**GOAL OF THE EXERCISE**
Pictures in the records should not be copied, but every other part must be repeated exactly.

**PROVIDED RECORDS**
┌──
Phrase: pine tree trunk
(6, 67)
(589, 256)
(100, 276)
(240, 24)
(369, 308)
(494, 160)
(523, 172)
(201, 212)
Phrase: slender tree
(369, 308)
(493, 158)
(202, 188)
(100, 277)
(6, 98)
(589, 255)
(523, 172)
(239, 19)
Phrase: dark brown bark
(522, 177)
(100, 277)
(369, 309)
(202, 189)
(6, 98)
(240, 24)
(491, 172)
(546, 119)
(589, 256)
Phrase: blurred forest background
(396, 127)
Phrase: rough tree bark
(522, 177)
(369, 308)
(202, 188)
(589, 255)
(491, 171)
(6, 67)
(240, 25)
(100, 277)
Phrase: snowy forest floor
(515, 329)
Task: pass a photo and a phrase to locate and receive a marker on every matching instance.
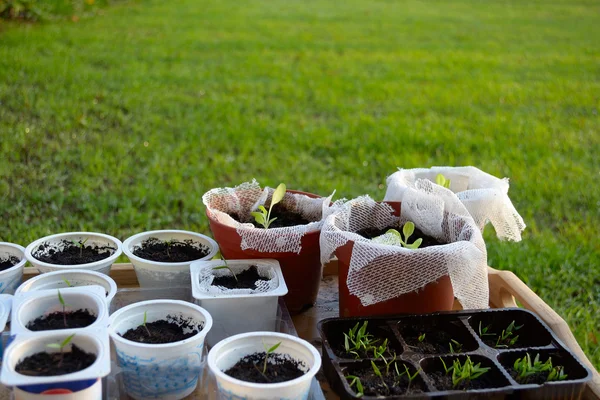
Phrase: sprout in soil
(464, 373)
(263, 217)
(226, 266)
(525, 368)
(144, 323)
(355, 381)
(407, 230)
(81, 245)
(61, 346)
(507, 337)
(358, 339)
(267, 352)
(455, 346)
(442, 181)
(62, 302)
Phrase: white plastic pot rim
(60, 236)
(208, 322)
(132, 241)
(308, 375)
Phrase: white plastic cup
(228, 352)
(100, 239)
(243, 312)
(76, 277)
(167, 371)
(165, 274)
(11, 278)
(29, 306)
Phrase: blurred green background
(117, 119)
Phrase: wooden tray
(505, 290)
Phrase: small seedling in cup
(61, 346)
(442, 181)
(263, 217)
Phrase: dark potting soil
(56, 320)
(373, 386)
(8, 262)
(280, 368)
(246, 279)
(53, 364)
(444, 382)
(72, 253)
(370, 233)
(161, 332)
(154, 249)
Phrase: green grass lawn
(119, 123)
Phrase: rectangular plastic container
(463, 326)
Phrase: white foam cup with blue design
(167, 371)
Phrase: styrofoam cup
(228, 352)
(11, 278)
(165, 274)
(92, 238)
(241, 312)
(76, 277)
(167, 371)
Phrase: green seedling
(455, 346)
(144, 323)
(226, 266)
(377, 372)
(61, 346)
(358, 340)
(465, 372)
(507, 337)
(407, 230)
(442, 181)
(267, 352)
(355, 381)
(263, 217)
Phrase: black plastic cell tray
(534, 337)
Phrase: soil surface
(72, 253)
(53, 364)
(370, 233)
(8, 262)
(160, 332)
(373, 385)
(444, 382)
(56, 320)
(154, 249)
(280, 368)
(246, 279)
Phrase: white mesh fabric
(380, 271)
(484, 196)
(246, 198)
(269, 282)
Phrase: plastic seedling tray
(240, 310)
(436, 332)
(28, 306)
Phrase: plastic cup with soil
(12, 262)
(59, 309)
(74, 250)
(163, 258)
(73, 361)
(244, 303)
(264, 365)
(173, 333)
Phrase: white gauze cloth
(484, 196)
(380, 271)
(245, 198)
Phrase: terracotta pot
(302, 272)
(435, 296)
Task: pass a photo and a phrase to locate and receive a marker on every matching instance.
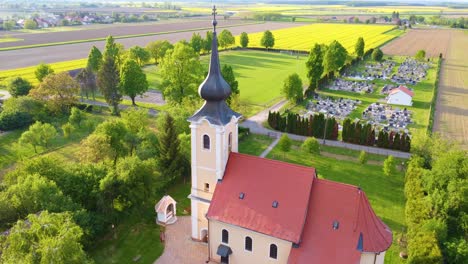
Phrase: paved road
(13, 59)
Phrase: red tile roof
(263, 181)
(348, 205)
(403, 89)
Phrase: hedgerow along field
(304, 37)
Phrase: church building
(256, 210)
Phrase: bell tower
(213, 135)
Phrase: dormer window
(206, 142)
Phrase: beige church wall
(260, 245)
(372, 258)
└──
**ANSWER**
Phrase: pine tree trunk
(6, 67)
(589, 256)
(100, 276)
(240, 24)
(369, 308)
(494, 160)
(523, 172)
(201, 212)
Phrase: slender tree
(369, 308)
(493, 158)
(202, 188)
(100, 277)
(6, 98)
(589, 255)
(523, 172)
(239, 19)
Phrase: dark brown bark
(522, 177)
(100, 277)
(369, 309)
(202, 189)
(6, 98)
(240, 24)
(491, 172)
(546, 119)
(589, 256)
Phrase: blurred forest background
(396, 127)
Phrase: rough tree bark
(522, 177)
(369, 308)
(202, 188)
(589, 255)
(491, 171)
(6, 67)
(240, 25)
(100, 277)
Phrase: snowy forest floor
(515, 329)
Task: pass a photo and a phrase to locate and receive a marker on every matching instance.
Phrase: sprout in soil
(464, 373)
(263, 217)
(226, 266)
(525, 368)
(144, 323)
(355, 381)
(407, 230)
(81, 245)
(61, 346)
(507, 337)
(358, 339)
(267, 352)
(455, 346)
(442, 181)
(62, 302)
Phrase: white plastic pot rim
(60, 236)
(208, 322)
(132, 241)
(308, 375)
Phrase: white plastic cup
(228, 352)
(100, 239)
(243, 312)
(76, 277)
(167, 371)
(165, 274)
(11, 278)
(29, 306)
Phrase: blurred green background
(117, 119)
Phrase: wooden tray
(505, 290)
Phrase: small seedling in cup
(61, 346)
(442, 181)
(263, 217)
Phrase: dark potting soil
(56, 320)
(373, 386)
(8, 262)
(280, 368)
(246, 279)
(53, 364)
(444, 382)
(72, 253)
(370, 233)
(161, 332)
(154, 249)
Phrase: green grass lawn
(119, 123)
Phrase: rectangular plastic container
(463, 326)
Phrase: white foam cup with blue design
(167, 371)
Phrase: styrofoam cup
(228, 352)
(11, 278)
(165, 274)
(92, 238)
(241, 312)
(76, 277)
(167, 371)
Phrase: green seedling
(455, 346)
(144, 323)
(226, 266)
(377, 372)
(61, 346)
(358, 340)
(465, 372)
(507, 337)
(407, 230)
(442, 181)
(267, 352)
(355, 381)
(263, 217)
Phrase: black plastic cell tray
(534, 337)
Phrase: soil surface
(72, 253)
(53, 364)
(370, 233)
(8, 262)
(160, 332)
(373, 385)
(444, 382)
(56, 320)
(154, 249)
(280, 368)
(246, 279)
Phrase: white mesh fabric
(380, 271)
(484, 196)
(246, 198)
(269, 282)
Phrase: plastic seedling tray
(240, 310)
(436, 332)
(28, 306)
Phrase: plastic cup with soil
(12, 262)
(59, 309)
(74, 250)
(163, 258)
(73, 361)
(244, 303)
(264, 365)
(173, 333)
Phrase: white gauze cloth
(484, 196)
(380, 271)
(245, 198)
Phrase: terracotta pot
(302, 272)
(435, 296)
Task: pass a photo and a phrase to locate and receive a marker on every matching instance.
Phrase: paved road
(13, 59)
Phrase: red tile roof
(263, 181)
(348, 205)
(403, 89)
Phrase: hedgerow along field
(304, 37)
Phrase: church building
(256, 210)
Phrase: bell tower
(213, 135)
Phrase: dormer window
(206, 142)
Phrase: beige church wall
(260, 245)
(372, 258)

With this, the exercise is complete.